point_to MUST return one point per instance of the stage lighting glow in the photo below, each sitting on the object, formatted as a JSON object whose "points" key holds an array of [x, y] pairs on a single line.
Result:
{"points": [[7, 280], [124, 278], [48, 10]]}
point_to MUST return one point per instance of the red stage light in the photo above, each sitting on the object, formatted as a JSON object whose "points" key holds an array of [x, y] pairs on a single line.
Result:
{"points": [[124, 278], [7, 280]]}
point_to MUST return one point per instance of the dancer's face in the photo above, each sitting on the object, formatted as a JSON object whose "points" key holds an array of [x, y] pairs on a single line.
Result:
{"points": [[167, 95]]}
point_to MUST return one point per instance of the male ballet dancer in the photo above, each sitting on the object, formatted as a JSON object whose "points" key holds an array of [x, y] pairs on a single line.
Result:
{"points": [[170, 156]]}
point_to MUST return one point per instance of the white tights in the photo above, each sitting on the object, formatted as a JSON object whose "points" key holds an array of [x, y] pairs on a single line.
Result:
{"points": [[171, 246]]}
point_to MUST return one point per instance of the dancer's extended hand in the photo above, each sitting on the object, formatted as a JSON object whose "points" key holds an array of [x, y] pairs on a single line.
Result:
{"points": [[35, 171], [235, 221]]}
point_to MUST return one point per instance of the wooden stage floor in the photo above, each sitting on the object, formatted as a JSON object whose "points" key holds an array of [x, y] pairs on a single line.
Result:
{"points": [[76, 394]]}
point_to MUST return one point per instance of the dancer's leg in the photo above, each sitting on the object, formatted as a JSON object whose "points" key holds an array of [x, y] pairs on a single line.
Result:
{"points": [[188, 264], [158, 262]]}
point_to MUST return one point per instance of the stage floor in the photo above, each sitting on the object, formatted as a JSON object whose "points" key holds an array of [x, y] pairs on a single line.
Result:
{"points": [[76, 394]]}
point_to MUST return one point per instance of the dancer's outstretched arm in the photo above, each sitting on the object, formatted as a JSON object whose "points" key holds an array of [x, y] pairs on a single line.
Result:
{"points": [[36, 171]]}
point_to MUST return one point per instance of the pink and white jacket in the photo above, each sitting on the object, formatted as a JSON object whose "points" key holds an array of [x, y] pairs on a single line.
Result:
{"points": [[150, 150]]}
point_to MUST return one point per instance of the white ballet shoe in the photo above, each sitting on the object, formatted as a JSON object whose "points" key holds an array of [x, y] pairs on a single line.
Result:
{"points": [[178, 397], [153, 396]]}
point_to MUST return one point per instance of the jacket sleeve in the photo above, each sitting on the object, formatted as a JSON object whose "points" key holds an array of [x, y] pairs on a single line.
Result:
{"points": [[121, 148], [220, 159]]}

- - -

Task brief ▸ Extract, exactly as they appear, the lines from the one containing "the dancer's extended" through the final line.

Response below ▸
point_to MUST return one point per instance of the dancer's extended hand in the photo above, each sitting on the object, formatted as a JSON object whose "points" key holds an array of [x, y] pairs on a single line.
Result:
{"points": [[35, 171], [235, 221]]}
point_to MUST return one point per instance of the wooden stage floor in the photo above, each sitting on the object, formatted as a JSON object whose "points" key holds an array of [x, y] pairs on a single line.
Result:
{"points": [[76, 394]]}
point_to MUST return one point per instance of the dancer's leg in the photo above, each sitting on the object, formatted as a JSON object whose "points" key holds an array of [x, y] pairs on a single line.
Result:
{"points": [[188, 264], [158, 262]]}
point_to MUST return one point per instance of the stage floor in the photo above, each sitting on the object, formatted as a JSON object whose "points" key holds an array of [x, y] pairs on a single line.
Result:
{"points": [[76, 394]]}
point_to MUST return one point per instance of the dancer's outstretched arm in the photo above, each sitting on the object, formatted as a JSON object whose "points" key holds an array of [x, y] pairs on a single line.
Result:
{"points": [[36, 171]]}
point_to MUST return one point per instance of the pink and white jacket in the photo above, each sitting on the object, formatted as a JSON object whose "points" key holds an array of [x, y] pairs on a single line.
Result:
{"points": [[150, 150]]}
point_to MUST return one point per instance of the white ballet shoe in the photo above, each sitting on the object, formatted as a JSON object whose "points" key holds an array of [x, y] pairs on a single line.
Result:
{"points": [[178, 397], [153, 396]]}
point_to MUST return one point per instance of the jacket sleeve in the photo above, each sitting on the object, formatted as a JSON object whose "points" key holds an array of [x, y] pairs on a single line.
Result:
{"points": [[121, 148], [220, 159]]}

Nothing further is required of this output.